▶ _Written request_:
How many lines in the records contain the word "side", counting a match only if its case is the same? Reply with the number alone.

[Saved data entries]

--------------------

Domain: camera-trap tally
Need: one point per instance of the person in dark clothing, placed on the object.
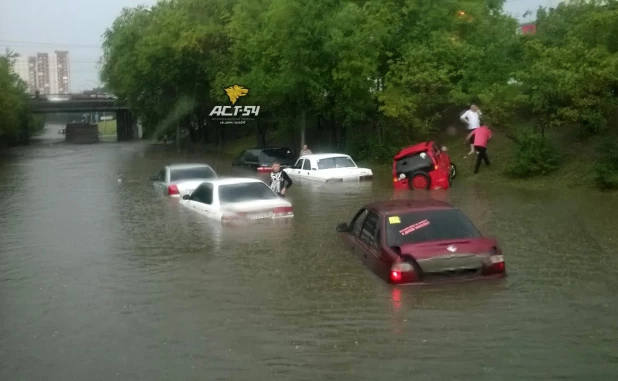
(279, 180)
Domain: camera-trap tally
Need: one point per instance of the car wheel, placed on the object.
(419, 180)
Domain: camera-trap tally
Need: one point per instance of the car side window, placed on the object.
(368, 233)
(357, 222)
(251, 156)
(241, 157)
(207, 194)
(436, 150)
(161, 175)
(197, 194)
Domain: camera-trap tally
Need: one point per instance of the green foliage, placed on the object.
(533, 156)
(369, 76)
(16, 123)
(606, 167)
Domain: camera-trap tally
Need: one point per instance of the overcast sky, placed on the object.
(30, 26)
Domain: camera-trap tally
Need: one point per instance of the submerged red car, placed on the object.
(423, 166)
(420, 242)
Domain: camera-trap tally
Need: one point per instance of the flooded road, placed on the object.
(102, 279)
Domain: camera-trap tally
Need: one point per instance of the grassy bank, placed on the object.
(107, 127)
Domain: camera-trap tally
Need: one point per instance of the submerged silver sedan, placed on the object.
(176, 180)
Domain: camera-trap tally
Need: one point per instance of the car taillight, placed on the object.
(172, 189)
(402, 272)
(283, 211)
(496, 263)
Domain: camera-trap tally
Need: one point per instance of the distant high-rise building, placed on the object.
(47, 73)
(43, 77)
(31, 81)
(20, 67)
(62, 61)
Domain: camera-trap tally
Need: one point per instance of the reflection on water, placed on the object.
(107, 278)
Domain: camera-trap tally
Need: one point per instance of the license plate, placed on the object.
(258, 216)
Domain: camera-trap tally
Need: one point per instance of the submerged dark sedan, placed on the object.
(417, 242)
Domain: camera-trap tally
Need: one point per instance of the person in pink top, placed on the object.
(481, 136)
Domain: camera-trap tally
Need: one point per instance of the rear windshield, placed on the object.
(414, 162)
(427, 226)
(277, 154)
(192, 173)
(245, 192)
(335, 162)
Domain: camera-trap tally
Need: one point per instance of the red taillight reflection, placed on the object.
(283, 211)
(395, 276)
(172, 189)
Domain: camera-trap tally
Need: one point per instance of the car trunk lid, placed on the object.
(188, 186)
(451, 258)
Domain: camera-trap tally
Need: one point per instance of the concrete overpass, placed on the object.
(126, 126)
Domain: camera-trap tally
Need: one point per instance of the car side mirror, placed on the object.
(343, 228)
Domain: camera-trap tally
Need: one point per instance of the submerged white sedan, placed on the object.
(181, 179)
(237, 199)
(328, 167)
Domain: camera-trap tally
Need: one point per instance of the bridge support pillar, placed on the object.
(125, 125)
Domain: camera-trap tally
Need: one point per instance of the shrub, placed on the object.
(606, 167)
(533, 156)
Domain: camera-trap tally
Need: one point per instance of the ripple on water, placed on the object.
(105, 277)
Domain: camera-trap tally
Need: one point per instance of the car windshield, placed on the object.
(192, 173)
(245, 192)
(271, 154)
(432, 225)
(336, 162)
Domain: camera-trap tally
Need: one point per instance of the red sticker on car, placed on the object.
(414, 227)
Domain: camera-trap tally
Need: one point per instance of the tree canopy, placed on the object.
(363, 72)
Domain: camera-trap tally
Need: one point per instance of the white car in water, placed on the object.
(327, 167)
(237, 199)
(181, 179)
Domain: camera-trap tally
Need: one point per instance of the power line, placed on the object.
(55, 44)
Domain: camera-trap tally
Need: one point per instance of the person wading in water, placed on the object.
(481, 136)
(279, 180)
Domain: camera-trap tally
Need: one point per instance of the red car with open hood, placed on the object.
(423, 166)
(420, 242)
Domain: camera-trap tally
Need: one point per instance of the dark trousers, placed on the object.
(482, 155)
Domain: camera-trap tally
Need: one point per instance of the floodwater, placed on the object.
(101, 279)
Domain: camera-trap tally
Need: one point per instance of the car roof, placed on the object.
(232, 180)
(188, 165)
(420, 147)
(319, 156)
(265, 148)
(404, 206)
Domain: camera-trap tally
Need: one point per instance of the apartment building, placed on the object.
(45, 72)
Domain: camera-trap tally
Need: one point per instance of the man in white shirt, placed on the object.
(472, 118)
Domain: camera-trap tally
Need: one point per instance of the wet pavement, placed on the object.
(102, 279)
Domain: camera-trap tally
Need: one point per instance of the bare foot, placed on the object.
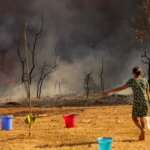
(142, 136)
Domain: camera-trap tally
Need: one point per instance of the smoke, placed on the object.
(82, 32)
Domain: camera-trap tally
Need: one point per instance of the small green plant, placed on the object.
(29, 120)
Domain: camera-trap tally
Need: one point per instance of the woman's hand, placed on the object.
(108, 93)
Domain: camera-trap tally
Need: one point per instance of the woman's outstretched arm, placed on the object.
(110, 92)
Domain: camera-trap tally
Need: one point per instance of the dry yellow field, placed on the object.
(49, 133)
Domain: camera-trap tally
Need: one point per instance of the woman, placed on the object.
(140, 89)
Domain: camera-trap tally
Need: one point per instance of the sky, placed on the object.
(82, 32)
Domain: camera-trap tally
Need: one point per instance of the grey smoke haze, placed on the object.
(82, 31)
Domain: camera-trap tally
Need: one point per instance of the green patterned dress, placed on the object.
(140, 102)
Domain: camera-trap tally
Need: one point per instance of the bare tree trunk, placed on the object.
(102, 75)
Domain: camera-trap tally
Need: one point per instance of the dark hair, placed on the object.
(137, 71)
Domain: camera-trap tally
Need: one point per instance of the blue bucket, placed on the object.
(7, 123)
(105, 143)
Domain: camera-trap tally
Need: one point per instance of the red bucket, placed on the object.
(69, 121)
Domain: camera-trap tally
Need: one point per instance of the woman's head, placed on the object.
(137, 71)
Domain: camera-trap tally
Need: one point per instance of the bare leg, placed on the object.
(142, 135)
(136, 122)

--------------------

▶ _Complete output_:
2